(Data Opens)
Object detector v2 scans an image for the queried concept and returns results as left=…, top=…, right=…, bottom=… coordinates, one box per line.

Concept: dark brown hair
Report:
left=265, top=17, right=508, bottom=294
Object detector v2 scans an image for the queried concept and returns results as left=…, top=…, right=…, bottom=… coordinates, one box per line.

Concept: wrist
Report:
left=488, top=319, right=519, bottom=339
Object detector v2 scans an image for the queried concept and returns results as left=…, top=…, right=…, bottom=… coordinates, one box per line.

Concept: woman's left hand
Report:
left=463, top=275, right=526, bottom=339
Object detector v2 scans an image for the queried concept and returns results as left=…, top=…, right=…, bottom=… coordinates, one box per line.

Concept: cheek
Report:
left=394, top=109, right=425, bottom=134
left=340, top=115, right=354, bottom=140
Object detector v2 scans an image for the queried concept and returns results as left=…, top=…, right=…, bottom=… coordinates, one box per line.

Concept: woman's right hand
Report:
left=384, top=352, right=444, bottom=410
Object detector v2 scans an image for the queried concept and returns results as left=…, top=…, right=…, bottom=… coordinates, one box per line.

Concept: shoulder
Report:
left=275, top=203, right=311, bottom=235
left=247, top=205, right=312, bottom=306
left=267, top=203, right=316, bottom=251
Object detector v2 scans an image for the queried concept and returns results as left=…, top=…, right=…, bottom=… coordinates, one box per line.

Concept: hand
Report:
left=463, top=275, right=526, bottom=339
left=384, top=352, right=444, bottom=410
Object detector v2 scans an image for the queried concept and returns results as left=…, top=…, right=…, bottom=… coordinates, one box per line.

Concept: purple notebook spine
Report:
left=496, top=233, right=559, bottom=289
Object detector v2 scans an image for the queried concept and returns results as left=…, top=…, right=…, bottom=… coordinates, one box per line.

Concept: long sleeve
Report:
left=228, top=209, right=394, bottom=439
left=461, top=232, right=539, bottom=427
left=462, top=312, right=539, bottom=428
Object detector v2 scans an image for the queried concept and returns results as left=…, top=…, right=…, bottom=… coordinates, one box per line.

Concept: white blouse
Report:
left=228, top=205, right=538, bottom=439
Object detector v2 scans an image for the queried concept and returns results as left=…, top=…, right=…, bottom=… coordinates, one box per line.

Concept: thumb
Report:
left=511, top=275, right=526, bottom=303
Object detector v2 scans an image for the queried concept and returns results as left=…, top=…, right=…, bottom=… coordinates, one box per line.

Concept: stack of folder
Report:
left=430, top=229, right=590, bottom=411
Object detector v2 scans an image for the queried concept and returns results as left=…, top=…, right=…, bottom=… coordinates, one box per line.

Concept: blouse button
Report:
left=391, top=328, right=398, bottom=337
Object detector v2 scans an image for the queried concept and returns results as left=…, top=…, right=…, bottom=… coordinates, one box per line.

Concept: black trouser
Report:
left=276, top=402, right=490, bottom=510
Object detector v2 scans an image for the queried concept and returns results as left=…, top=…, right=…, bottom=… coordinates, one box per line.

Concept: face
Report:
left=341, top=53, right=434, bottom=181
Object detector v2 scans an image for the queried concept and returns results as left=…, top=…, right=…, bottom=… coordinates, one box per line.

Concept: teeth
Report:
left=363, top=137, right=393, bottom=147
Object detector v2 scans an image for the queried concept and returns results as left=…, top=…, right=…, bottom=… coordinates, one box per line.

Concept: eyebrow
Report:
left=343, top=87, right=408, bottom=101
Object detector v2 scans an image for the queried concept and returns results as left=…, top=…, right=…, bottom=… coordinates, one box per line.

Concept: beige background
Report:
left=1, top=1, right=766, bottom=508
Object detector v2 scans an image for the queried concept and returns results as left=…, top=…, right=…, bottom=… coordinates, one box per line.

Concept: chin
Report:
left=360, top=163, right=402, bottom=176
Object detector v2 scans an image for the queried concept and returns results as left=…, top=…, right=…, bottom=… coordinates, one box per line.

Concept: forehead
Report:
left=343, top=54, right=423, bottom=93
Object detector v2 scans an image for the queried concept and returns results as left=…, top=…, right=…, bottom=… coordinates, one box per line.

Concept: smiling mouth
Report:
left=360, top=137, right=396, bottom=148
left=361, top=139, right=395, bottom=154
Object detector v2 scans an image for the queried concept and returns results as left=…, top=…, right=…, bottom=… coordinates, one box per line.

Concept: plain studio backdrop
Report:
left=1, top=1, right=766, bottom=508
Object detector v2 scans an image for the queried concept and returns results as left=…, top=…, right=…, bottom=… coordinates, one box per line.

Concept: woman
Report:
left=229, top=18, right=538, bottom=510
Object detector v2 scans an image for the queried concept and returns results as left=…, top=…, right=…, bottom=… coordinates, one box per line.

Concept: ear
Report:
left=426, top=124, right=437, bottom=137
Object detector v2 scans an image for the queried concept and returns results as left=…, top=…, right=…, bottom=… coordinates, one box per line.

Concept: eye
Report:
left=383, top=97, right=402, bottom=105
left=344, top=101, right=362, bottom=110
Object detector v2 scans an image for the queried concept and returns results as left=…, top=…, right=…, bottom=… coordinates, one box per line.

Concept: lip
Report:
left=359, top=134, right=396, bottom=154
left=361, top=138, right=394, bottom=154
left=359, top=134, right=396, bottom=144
(Data Closes)
### Required work
Copy each entry exactly, with nothing added or dropped.

### Response to this task
Object detector v2 scans an image for the queried concept and returns results as left=…, top=…, right=…, bottom=… coordinates, one box per line.

Concept: dark brown hair
Report:
left=265, top=17, right=508, bottom=294
Object detector v2 scans an image for the queried concept and returns results as left=…, top=…, right=…, bottom=… coordinates, one box per line.

Concept: wrist
Report:
left=488, top=319, right=519, bottom=339
Object detector v2 scans an image for the queried concept and returns results as left=…, top=…, right=…, bottom=… coordinates, one box per line.

Concept: woman's left hand
Report:
left=463, top=275, right=526, bottom=339
Object detector v2 scans an image for the queried concept and returns results as left=…, top=…, right=…, bottom=… coordinates, one box per line.

Concept: cheek
Report:
left=394, top=109, right=425, bottom=134
left=340, top=115, right=354, bottom=140
Object detector v2 scans an image for the queried concept and returns results as left=…, top=…, right=…, bottom=… coordinates, one box per line.

Concept: woman's right hand
Report:
left=384, top=352, right=444, bottom=410
Object detector v2 scans an image for the queried concept and returns results as left=…, top=…, right=…, bottom=… coordinates, one box per line.

Concept: shoulder
Report:
left=275, top=203, right=311, bottom=235
left=247, top=205, right=312, bottom=306
left=267, top=203, right=316, bottom=251
Object detector v2 scans an image for the queried concept and returns results as left=…, top=…, right=…, bottom=… coordinates, one box per line.

Concept: hand
Report:
left=463, top=275, right=526, bottom=339
left=384, top=352, right=444, bottom=410
Object detector v2 scans an image for the queried concept and returns results as left=…, top=…, right=…, bottom=… coordinates, one box per line.

Concept: purple notebook spine
Report:
left=496, top=233, right=559, bottom=289
Object detector v2 scans an image for the queried concept and returns results as left=…, top=…, right=…, bottom=… coordinates, one box per line.

Concept: long sleeve
Report:
left=228, top=209, right=394, bottom=439
left=461, top=232, right=539, bottom=427
left=462, top=312, right=539, bottom=428
Object detector v2 scans an image for the queried concept and returns results as left=…, top=…, right=…, bottom=… coordinates, one box per line.

Concept: white blouse
Report:
left=228, top=205, right=538, bottom=439
Object detector v2 scans an image for the queried concept and returns results as left=…, top=…, right=…, bottom=… coordinates, one box per line.

Concept: thumb
Report:
left=511, top=275, right=526, bottom=303
Object detector v2 scans an image for the queried concept and returns results as left=…, top=…, right=…, bottom=… coordinates, one box per line.

Concept: stack of folder
Report:
left=430, top=229, right=590, bottom=411
Object detector v2 scans an image for the queried concept and returns results as left=…, top=…, right=…, bottom=… coordinates, one box per line.

Concept: blouse button
Report:
left=391, top=328, right=398, bottom=337
Object detector v2 scans an image for the queried concept and returns results as left=…, top=…, right=…, bottom=… coordinates, one box per line.

Concept: black trouser
Report:
left=276, top=402, right=490, bottom=510
Object detector v2 scans an image for the queried concept and returns results as left=…, top=…, right=…, bottom=… coordinates, one box per line.

Concept: face
Report:
left=341, top=53, right=434, bottom=181
Object detector v2 scans an image for the queried concept and returns results as left=…, top=…, right=…, bottom=… coordinates, one box per line.

Concept: teeth
Report:
left=363, top=137, right=393, bottom=147
Object detector v2 scans an image for the queried concept and returns results as left=…, top=…, right=…, bottom=… coordinates, one box per line.

Concept: eyebrow
Report:
left=343, top=87, right=408, bottom=101
Object detector v2 scans an image for the queried concept and returns results as left=…, top=…, right=…, bottom=… coordinates, one box per line.

Concept: beige background
Report:
left=1, top=1, right=766, bottom=508
Object detector v2 scans an image for the queried concept and returns results as left=…, top=…, right=…, bottom=… coordinates, one box per line.

Concept: chin
Report:
left=360, top=163, right=402, bottom=176
Object detector v2 scans an image for the queried concept and returns results as left=…, top=…, right=…, bottom=… coordinates, one box per line.

Concept: forehead
Report:
left=343, top=54, right=423, bottom=93
Object detector v2 scans an image for the queried concept and returns results as left=…, top=…, right=…, bottom=… coordinates, one box per line.

Concept: smiling mouth
Report:
left=360, top=137, right=396, bottom=148
left=361, top=139, right=395, bottom=154
Object detector v2 scans an image for the queried concept and returns results as left=…, top=…, right=…, bottom=… coordinates, one box per line.

Concept: plain studio backdrop
Report:
left=1, top=1, right=766, bottom=508
Object detector v2 scans an image for the queried concept and returns results as left=…, top=…, right=…, bottom=… coordinates, one box per line.

Concept: woman
Report:
left=229, top=18, right=538, bottom=510
Object detector v2 scans an image for the queried concept and returns results as left=…, top=…, right=…, bottom=… coordinates, one box per line.

Concept: ear
Report:
left=426, top=124, right=437, bottom=137
Object detector v2 scans an image for the queried concept and returns results as left=…, top=…, right=…, bottom=… coordinates, one box per line.

Concept: eye
Report:
left=383, top=97, right=402, bottom=105
left=344, top=101, right=362, bottom=110
Object detector v2 scans an image for the queried concept and returns results as left=…, top=…, right=…, bottom=… coordinates, one box per line.

Concept: lip
Report:
left=359, top=134, right=396, bottom=154
left=361, top=138, right=394, bottom=154
left=359, top=134, right=396, bottom=144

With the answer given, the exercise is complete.